■ **Exercise objective**
Please print the records below exactly as they are written.

Region pointing data:
|---|
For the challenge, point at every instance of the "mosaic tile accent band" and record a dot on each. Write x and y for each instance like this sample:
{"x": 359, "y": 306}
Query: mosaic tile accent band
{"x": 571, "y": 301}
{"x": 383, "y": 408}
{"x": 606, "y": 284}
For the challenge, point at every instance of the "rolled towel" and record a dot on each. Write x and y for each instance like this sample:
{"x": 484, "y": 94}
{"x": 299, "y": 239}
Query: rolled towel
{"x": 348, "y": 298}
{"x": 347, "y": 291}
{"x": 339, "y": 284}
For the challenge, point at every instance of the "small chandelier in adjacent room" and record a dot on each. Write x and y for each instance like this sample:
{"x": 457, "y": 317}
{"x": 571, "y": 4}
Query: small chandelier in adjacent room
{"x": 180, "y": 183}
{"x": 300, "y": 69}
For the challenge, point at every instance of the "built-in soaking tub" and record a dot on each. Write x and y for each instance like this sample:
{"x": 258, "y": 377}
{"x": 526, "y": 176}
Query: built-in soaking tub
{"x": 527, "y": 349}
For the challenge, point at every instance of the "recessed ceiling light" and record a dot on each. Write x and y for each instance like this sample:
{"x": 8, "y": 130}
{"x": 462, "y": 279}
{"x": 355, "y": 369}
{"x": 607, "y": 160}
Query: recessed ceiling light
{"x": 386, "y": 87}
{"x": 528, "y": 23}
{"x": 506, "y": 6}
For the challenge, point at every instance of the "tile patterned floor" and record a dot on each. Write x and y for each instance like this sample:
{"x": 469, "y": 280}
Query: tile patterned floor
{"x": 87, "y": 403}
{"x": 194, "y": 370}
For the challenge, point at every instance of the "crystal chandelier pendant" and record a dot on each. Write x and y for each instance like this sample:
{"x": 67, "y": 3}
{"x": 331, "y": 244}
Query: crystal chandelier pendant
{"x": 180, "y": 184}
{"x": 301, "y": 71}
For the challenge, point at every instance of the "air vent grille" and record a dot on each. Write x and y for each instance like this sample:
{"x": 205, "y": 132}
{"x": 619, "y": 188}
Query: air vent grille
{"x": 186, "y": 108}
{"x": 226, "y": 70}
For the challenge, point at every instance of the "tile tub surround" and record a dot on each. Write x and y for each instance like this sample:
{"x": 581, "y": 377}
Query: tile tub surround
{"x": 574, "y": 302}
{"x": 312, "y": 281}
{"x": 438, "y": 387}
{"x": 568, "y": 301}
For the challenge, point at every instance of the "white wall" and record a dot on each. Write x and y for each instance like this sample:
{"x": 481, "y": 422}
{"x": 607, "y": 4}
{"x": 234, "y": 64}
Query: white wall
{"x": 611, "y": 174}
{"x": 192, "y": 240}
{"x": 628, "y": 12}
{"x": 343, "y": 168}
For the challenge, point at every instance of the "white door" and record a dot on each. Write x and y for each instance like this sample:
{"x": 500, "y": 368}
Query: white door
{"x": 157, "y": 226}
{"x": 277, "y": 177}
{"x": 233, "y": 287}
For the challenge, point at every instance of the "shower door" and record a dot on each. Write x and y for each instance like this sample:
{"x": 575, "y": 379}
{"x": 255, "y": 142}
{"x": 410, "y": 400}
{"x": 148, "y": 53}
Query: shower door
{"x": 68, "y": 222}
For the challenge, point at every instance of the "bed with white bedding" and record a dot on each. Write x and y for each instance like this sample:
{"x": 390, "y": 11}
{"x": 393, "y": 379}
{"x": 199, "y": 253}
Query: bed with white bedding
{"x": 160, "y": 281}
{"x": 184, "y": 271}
|---|
■ **Problem solution**
For the challenge, point at every instance of the "mosaic tile accent band" and record a dot on each. Write x and y for each instance like this sample:
{"x": 359, "y": 306}
Query: mosaic tile accent band
{"x": 571, "y": 301}
{"x": 383, "y": 408}
{"x": 606, "y": 284}
For the challenge, point at every instance of the "rolled towel" and record a dot on each. Write x and y for each instance like this sample:
{"x": 484, "y": 94}
{"x": 299, "y": 239}
Query: rolled towel
{"x": 348, "y": 298}
{"x": 347, "y": 291}
{"x": 339, "y": 284}
For the challenge, point at every instance of the "small chandelier in adjacent room" and record a dot on each. Write x and y for each instance like this sample:
{"x": 457, "y": 317}
{"x": 571, "y": 4}
Query: small chandelier in adjacent room
{"x": 180, "y": 183}
{"x": 300, "y": 69}
For the challenge, point at every instance of the "built-in soaking tub" and record a dot on each. Write x and y for each instance like this sample:
{"x": 258, "y": 377}
{"x": 526, "y": 176}
Query: built-in soaking tub
{"x": 527, "y": 349}
For the challenge, point at every instance of the "recessed ceiling light" and record a dot on each. Write x and y for each instance like this sample:
{"x": 8, "y": 130}
{"x": 462, "y": 279}
{"x": 355, "y": 369}
{"x": 607, "y": 160}
Query: recessed ceiling light
{"x": 386, "y": 87}
{"x": 528, "y": 23}
{"x": 506, "y": 6}
For the challenge, point at every instance of the "tile patterned floor" and record a dot on each. Write x and y for each instance like this sample:
{"x": 469, "y": 280}
Query: tile patterned floor
{"x": 87, "y": 403}
{"x": 194, "y": 370}
For the challenge, point at every instance of the "crystal chandelier pendant" and record a dot on each. Write x and y for each instance like this sample:
{"x": 67, "y": 3}
{"x": 331, "y": 244}
Query: crystal chandelier pendant
{"x": 180, "y": 184}
{"x": 301, "y": 71}
For the challenge, point at every instance of the "air vent grille" and record a dot on each. Write x and y for each instance like this sample:
{"x": 205, "y": 132}
{"x": 619, "y": 188}
Query: air vent grille
{"x": 186, "y": 108}
{"x": 226, "y": 70}
For the challenge, point at every instance of the "tile tub surround" and record a dot on each. Write x and y for each instance like this sample:
{"x": 581, "y": 377}
Query: tile tub surround
{"x": 574, "y": 302}
{"x": 312, "y": 281}
{"x": 438, "y": 387}
{"x": 568, "y": 301}
For the challenge, point at every instance of the "white wall" and record a dot on each. Write x and y for each instance like this sample:
{"x": 481, "y": 422}
{"x": 607, "y": 4}
{"x": 234, "y": 64}
Query: white wall
{"x": 611, "y": 174}
{"x": 192, "y": 240}
{"x": 628, "y": 12}
{"x": 343, "y": 168}
For the challenge, point at every instance of the "white door" and record a dot on each. Write x and y for each instance like this sample:
{"x": 500, "y": 368}
Query: white door
{"x": 157, "y": 226}
{"x": 277, "y": 177}
{"x": 233, "y": 287}
For the challenge, point at every instance of the "shower door" and record a dot on each. Write x and y for each instance like this sample:
{"x": 575, "y": 379}
{"x": 255, "y": 142}
{"x": 410, "y": 400}
{"x": 148, "y": 53}
Query: shower door
{"x": 68, "y": 222}
For the challenge, point at every instance of the "bed with white bedding" and record a dot on each. Write x and y for each instance like this sample:
{"x": 390, "y": 11}
{"x": 393, "y": 379}
{"x": 199, "y": 253}
Query: bed with white bedding
{"x": 160, "y": 281}
{"x": 184, "y": 271}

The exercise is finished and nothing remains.